▶ [TASK TO CARRY OUT]
Gather each line in the entries that includes the string "pendant".

******

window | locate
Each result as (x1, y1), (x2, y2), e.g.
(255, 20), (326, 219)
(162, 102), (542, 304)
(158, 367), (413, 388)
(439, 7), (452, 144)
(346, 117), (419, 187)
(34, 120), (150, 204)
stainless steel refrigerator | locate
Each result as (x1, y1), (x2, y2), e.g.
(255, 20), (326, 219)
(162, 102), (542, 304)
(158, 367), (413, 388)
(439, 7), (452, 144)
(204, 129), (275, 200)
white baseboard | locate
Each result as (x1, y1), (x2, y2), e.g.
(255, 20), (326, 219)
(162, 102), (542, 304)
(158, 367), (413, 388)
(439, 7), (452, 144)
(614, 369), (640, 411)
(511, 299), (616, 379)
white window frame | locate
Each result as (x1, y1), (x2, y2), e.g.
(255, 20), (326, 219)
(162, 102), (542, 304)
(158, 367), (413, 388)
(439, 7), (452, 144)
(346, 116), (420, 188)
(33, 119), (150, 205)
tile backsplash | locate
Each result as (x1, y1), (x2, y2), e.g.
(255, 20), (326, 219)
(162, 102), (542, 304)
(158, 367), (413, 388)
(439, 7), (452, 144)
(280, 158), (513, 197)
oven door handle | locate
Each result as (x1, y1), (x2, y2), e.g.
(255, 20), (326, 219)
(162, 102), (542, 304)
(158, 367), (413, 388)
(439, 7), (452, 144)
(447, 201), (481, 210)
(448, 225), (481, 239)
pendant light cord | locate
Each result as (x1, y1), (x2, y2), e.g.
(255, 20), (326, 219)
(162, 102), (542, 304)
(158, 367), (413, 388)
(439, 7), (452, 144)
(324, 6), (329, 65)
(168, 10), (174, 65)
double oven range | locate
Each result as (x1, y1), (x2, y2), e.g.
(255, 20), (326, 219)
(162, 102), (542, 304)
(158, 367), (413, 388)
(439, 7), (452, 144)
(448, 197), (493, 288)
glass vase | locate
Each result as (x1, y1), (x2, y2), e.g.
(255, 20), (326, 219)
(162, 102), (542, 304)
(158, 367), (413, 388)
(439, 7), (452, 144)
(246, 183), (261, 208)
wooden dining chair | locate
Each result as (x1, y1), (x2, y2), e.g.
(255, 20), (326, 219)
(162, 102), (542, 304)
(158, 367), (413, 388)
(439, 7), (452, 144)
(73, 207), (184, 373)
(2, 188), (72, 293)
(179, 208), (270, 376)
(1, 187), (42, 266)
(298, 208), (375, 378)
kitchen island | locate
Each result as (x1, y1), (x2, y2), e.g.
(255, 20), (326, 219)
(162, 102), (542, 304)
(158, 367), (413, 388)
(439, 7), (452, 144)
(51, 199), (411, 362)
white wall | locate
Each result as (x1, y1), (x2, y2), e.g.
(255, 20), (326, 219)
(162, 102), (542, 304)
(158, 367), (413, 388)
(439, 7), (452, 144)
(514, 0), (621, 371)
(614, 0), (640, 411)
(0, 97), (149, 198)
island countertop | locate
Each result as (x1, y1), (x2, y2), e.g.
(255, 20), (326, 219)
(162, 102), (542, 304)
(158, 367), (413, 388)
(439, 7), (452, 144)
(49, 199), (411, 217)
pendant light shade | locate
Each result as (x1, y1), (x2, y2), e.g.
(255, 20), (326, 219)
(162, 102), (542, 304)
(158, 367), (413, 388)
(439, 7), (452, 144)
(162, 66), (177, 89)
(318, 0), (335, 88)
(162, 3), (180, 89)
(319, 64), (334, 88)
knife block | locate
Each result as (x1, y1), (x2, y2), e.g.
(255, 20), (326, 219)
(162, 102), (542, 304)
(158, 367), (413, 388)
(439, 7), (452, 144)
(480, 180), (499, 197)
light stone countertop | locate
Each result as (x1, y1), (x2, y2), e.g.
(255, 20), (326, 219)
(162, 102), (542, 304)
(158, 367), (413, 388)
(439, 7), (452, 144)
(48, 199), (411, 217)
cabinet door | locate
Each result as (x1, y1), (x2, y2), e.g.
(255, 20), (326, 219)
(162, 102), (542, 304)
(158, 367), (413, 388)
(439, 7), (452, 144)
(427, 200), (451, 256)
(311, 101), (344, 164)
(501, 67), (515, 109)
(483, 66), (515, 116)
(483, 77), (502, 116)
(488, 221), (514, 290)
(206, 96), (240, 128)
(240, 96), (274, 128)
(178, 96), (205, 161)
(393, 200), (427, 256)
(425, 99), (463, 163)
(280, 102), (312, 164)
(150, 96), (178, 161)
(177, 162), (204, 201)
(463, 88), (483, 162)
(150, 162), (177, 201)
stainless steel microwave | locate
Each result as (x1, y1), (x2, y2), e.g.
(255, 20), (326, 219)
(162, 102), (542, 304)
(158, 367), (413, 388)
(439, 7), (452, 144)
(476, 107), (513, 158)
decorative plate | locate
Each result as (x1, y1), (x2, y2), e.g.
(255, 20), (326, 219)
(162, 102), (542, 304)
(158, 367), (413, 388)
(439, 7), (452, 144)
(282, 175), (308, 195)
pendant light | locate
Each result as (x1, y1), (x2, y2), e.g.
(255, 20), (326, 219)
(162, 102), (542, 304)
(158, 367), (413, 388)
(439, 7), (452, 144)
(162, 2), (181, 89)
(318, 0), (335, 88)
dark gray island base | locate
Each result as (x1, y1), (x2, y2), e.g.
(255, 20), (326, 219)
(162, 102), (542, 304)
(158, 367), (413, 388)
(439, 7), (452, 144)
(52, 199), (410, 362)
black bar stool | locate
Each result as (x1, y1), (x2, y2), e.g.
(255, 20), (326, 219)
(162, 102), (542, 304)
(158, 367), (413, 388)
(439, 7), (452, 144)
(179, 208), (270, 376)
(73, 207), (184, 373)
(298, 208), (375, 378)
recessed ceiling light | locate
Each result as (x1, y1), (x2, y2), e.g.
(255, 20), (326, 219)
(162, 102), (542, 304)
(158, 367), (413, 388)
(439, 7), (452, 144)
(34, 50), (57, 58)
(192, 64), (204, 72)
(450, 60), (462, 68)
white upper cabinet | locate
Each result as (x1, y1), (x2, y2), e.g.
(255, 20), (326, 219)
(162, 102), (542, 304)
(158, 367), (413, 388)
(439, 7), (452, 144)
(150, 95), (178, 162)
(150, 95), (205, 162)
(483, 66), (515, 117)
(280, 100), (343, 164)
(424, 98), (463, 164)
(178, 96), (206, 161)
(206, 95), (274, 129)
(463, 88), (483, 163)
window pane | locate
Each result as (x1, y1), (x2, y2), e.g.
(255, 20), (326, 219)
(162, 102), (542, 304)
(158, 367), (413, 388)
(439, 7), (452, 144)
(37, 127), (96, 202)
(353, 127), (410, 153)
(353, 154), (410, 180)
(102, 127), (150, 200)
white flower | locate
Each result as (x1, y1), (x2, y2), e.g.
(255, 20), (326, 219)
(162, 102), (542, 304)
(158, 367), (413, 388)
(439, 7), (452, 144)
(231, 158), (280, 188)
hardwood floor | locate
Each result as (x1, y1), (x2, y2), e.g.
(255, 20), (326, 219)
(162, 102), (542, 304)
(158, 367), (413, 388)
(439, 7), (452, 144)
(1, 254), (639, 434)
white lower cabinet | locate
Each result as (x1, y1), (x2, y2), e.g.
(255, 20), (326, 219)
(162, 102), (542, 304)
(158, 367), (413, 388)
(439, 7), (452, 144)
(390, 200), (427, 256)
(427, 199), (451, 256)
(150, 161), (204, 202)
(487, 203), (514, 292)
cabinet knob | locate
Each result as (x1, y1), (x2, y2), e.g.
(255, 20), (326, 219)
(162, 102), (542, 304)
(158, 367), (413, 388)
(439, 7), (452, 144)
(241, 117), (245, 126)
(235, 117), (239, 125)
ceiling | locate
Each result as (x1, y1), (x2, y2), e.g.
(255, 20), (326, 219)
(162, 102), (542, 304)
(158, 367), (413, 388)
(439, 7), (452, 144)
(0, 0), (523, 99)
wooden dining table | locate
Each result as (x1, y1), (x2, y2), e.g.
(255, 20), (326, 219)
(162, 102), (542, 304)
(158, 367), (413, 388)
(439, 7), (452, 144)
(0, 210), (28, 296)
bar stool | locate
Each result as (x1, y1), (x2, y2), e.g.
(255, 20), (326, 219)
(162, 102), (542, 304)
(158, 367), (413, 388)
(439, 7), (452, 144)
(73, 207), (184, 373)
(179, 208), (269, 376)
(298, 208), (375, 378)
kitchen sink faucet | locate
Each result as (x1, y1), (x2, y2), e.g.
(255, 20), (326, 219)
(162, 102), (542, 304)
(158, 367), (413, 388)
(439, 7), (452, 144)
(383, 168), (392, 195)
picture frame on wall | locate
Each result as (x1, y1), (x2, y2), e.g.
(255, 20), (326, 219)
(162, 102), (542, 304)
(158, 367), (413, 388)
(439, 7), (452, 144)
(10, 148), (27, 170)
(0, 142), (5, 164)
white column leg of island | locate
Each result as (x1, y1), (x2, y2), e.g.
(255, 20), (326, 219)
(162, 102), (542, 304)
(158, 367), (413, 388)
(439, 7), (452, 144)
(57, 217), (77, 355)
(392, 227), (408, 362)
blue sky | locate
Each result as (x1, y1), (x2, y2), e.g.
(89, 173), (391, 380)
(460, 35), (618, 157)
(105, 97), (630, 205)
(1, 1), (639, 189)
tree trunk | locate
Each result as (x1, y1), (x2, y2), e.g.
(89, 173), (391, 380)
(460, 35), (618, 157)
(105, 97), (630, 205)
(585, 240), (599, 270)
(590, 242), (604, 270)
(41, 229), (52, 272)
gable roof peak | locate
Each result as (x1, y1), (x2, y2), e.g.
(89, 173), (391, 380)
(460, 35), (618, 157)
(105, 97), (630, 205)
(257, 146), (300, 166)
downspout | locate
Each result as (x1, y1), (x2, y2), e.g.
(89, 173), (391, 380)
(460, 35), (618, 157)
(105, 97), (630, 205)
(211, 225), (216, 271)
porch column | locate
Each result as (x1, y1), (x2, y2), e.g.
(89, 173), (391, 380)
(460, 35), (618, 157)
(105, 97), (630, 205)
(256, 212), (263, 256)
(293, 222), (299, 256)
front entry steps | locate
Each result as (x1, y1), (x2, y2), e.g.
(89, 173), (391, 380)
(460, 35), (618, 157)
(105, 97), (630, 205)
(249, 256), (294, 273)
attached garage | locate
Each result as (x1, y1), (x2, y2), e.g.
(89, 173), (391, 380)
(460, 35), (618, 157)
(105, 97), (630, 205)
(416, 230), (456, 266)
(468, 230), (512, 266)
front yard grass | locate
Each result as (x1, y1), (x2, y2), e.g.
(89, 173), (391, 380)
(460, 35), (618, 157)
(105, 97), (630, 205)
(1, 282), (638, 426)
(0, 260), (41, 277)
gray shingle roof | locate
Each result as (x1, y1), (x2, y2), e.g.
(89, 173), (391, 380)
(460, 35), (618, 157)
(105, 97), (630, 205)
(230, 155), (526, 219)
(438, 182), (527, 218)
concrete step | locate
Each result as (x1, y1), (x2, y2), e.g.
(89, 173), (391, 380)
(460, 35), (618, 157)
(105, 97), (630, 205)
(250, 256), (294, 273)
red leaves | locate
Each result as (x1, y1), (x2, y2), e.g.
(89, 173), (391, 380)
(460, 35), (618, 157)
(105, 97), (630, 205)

******

▶ [ANSWER TO THIS TASK]
pendant light cord | locate
pendant light shade | locate
pendant light | locate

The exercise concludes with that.